Data listing
┌──

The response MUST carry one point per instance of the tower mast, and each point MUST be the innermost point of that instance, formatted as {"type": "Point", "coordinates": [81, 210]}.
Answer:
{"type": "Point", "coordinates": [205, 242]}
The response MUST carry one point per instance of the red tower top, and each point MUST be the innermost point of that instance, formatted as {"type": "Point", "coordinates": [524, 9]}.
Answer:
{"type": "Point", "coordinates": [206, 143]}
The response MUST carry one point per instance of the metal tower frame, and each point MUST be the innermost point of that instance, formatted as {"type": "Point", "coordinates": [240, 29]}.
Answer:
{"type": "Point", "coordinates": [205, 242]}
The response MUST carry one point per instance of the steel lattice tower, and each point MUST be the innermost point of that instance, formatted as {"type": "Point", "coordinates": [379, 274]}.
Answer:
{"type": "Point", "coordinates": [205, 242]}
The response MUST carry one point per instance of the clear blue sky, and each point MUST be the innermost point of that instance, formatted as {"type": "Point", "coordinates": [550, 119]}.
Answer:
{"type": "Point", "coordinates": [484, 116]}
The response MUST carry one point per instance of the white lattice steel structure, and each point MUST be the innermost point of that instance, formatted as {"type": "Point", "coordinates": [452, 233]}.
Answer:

└──

WORK INSTRUCTIONS. Please reproduce all of the data above verbatim.

SOLVED EXERCISE.
The response MUST carry one point per instance of the tower mast, and each point MUST be the innermost point of that instance, formatted as {"type": "Point", "coordinates": [81, 210]}.
Answer:
{"type": "Point", "coordinates": [205, 242]}
The response MUST carry one point per instance of the red tower top, and each point MUST be the innermost point of that instance, formatted as {"type": "Point", "coordinates": [524, 9]}.
Answer:
{"type": "Point", "coordinates": [206, 143]}
The response MUST carry one point per instance of the metal tower frame, and each point MUST be the innermost point of that instance, formatted as {"type": "Point", "coordinates": [240, 29]}.
Answer:
{"type": "Point", "coordinates": [205, 242]}
The response MUST carry one point per instance of the steel lattice tower, and each point MUST be the innermost point of that instance, formatted as {"type": "Point", "coordinates": [379, 274]}.
Answer:
{"type": "Point", "coordinates": [205, 242]}
The response MUST carry one point per instance of the clear blue sky, and each point MUST be the innermost point of that instance, formatted as {"type": "Point", "coordinates": [550, 119]}.
Answer:
{"type": "Point", "coordinates": [484, 116]}
The response MUST carry one point per instance of the white lattice steel structure, and each point MUST be the innermost point of that instance, formatted as {"type": "Point", "coordinates": [452, 233]}.
Answer:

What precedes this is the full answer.